◆ Text shown
##############################
Welcome

Monte Carlo simulations are a computational technique for investigating how well something works, or for investigating what might happen in a given circumstance. When we write a simulation, we are able to control how data are generated, which means we can know what the “right answer” is. Then, by repeatedly generating data and then applying some statistical method that data, we can assess how well a statistical method works in practice.

Monte Carlo simulations are an essential tool of inquiry for quantitative methodologists and students of statistics, useful both for small-scale or informal investigations and for formal methodological research. Despite the ubiquity of simulation work, most quantitative researchers get little formal training in the design and implementation of Monte Carlo simulations. As a result, the simulation studies presented in academic journal articles are highly variable in terms of their high-level logic, scope, programming, and presentation. Although there has long been discussion of simulation design and implementation among statisticians and methodologists, the available guidance is scattered across many different disciplines, and much of it is focused on mechanics and computing tools, rather than on principles.

In this monograph, we aim to provide an introduction to the logic and mechanics of designing simulation studies, using the R programming language. Our focus is on simulation studies for formal research purposes (i.e., as might appear in a journal article or dissertation) and for informing the design of empirical studies (e.g., power analysis). That being said, the ideas of simulation are used in many different contexts and for many different problems, and we believe the overall concepts illustrated by these “conventional” simulations readily carry over into all sorts of other types of use, even statistical inference! Our focus is on the best practices of simulation design and how to use simulation to be a more informed and effective quantitative analyst. In particular, we try to provide a guide to designing simulation studies to answer questions about statistical methodology.
##############################
◆ Data section
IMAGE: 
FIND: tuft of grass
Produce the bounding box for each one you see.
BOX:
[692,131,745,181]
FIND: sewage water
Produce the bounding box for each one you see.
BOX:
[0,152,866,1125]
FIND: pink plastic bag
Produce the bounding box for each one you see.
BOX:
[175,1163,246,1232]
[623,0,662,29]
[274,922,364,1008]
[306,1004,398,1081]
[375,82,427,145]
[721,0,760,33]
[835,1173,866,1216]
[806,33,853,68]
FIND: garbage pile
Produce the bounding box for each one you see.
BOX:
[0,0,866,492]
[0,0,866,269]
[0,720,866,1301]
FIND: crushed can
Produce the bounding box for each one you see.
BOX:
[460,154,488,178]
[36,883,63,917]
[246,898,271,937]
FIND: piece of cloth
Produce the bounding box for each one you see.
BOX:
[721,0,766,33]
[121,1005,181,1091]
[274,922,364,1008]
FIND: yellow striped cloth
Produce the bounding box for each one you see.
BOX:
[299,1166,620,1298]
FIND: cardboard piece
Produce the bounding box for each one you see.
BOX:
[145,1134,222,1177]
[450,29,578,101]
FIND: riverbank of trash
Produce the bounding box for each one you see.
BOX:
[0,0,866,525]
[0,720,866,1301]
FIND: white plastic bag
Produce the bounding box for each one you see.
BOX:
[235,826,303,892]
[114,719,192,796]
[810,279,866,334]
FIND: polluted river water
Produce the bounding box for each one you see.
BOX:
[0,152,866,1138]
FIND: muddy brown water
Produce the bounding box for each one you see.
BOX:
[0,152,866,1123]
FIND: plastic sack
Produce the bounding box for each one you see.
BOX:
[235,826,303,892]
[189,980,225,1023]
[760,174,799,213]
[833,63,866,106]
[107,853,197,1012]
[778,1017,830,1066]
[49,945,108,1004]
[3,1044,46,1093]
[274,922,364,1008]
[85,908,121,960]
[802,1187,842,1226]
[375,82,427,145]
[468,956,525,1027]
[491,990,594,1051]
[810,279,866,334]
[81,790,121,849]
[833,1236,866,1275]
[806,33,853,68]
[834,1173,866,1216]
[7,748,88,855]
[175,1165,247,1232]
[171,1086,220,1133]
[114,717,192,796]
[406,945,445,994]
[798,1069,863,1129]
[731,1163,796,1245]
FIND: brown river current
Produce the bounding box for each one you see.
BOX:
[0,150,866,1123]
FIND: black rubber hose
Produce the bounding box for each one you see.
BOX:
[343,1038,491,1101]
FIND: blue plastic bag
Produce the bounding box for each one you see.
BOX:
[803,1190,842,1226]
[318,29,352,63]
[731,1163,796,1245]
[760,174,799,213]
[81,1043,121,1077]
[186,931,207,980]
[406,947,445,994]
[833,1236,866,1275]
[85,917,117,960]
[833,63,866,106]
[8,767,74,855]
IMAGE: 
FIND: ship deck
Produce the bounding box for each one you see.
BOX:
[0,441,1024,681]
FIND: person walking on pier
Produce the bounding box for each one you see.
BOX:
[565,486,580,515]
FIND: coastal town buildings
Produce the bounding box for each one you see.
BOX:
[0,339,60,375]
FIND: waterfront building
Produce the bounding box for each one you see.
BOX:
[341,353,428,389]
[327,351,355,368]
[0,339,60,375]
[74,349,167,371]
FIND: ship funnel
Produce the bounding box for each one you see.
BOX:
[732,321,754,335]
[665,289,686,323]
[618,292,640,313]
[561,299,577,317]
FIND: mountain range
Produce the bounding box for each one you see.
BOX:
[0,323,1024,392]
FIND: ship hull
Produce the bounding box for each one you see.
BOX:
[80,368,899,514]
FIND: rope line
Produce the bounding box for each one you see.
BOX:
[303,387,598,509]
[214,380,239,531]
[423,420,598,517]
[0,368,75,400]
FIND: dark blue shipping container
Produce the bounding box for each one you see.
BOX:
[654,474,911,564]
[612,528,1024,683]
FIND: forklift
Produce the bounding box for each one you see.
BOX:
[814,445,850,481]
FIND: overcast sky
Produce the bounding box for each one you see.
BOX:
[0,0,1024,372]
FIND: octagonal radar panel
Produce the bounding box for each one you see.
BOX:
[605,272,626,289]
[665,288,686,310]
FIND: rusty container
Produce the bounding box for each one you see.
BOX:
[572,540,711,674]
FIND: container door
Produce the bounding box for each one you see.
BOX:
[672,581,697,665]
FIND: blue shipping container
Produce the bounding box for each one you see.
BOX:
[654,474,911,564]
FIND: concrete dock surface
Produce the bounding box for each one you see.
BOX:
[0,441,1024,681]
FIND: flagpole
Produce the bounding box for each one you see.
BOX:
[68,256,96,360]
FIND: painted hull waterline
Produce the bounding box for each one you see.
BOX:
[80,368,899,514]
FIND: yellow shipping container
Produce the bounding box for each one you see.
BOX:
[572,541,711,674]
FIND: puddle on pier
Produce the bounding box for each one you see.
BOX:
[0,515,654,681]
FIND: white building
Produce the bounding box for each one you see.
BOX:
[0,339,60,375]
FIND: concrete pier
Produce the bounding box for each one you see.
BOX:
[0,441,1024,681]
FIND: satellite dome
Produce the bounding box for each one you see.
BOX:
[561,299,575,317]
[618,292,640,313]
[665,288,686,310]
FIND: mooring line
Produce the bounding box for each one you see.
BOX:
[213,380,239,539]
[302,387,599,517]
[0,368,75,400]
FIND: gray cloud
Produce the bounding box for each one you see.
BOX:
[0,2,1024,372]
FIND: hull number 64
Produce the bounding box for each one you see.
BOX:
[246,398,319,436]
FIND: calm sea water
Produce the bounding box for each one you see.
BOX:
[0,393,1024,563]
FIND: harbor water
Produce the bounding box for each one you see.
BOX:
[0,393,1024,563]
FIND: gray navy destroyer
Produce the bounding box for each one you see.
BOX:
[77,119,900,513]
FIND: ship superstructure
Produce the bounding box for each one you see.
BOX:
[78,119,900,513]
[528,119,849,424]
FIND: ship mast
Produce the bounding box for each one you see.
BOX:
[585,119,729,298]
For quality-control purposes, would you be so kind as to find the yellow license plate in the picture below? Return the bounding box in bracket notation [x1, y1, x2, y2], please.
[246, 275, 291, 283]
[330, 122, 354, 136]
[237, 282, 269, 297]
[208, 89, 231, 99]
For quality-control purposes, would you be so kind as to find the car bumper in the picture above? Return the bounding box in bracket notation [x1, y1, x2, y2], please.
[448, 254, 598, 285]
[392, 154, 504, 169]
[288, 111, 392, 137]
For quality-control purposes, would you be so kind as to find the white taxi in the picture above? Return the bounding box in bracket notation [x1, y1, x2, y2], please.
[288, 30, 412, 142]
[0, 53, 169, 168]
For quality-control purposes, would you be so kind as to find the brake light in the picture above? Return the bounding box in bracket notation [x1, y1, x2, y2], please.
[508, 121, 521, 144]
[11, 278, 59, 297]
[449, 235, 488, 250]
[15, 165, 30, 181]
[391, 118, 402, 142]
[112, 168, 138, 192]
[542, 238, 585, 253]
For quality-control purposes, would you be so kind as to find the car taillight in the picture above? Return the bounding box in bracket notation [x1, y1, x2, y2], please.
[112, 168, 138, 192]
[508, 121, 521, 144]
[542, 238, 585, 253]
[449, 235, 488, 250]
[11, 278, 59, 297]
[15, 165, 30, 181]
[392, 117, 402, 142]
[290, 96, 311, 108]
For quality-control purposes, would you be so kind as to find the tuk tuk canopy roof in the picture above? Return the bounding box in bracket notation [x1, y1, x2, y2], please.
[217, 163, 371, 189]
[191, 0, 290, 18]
##############################
◆ Job
Resume the introduction to Monte Carlo simulation studies above, picking up right after its final sentence.

◆ Written answer
Mainly, this book gives practical tools (i.e., lots of code to simply take and repurpose) along with some thoughts and guidance for writing simulations. We hope you find it to be a useful handbook to help you with your own projects, whatever they happen to be!

License

This book is licensed to you under Creative Commons Attribution-NonCommercial-NoDerivatives 4.0 International License.

The code samples in this book are licensed under Creative Commons CC0 1.0 Universal (CC0 1.0), i.e. public domain.

About the authors

We wrote this book in full collaboration, because we thought it would be fun to have some reason to talk about how to write simulations, and we wanted more people to be writing high-quality simulations. Our author order is alphabetical, but perhaps imagine it as a circle, or something with no start or end:

But anymore, more about us.

James E. Pustejovsky is an associate professor at the University of Wisconsin - Madison, where he teaches in the Quantitative Methods Program within the Department of Educational Psychology. He completed a Ph.D. in Statistics at Northwestern University.

Luke Miratrix: I am currently an associate professor at Harvard University’s Graduate School of Education. I completed a Ph.D. in Statistics at UC Berkeley after having traveled through three different graduate programs (computer science at MIT, education at UC Berkeley, and then finally statistics at UC Berkeley). I then ended up as an assistant professor in Harvard’s statistics department, and moved (back) to Education a few years later.

Over the years, simulation has become a way for me to think. This might be because I am fundamentally lazy, and the idea of sitting down and trying to do a bunch of math to figure something out seems less fun than writing up some code “real quick” so I can see how things operate. Of course, “real quick” rarely is that quick – and before I know it I got sucked into trying to learn some esoteric aspect of how to best program something, and then a few rabbit holes later I may have discovered something interesting! I find simulation quite absorbing, and I also find them reassuring (usually with regards to whether I have correctly implemented some statistical method). This book has been a real pleasure to write, because it’s given me actual license to sit down and think about why I do the various things I do, and also which way I actually prefer to approach a problem. And getting to write this book with my co-author has been a particular pleasure, for talking about the business of writing simulations is rarely done in practice. This has been a real gift, and I have learned so much.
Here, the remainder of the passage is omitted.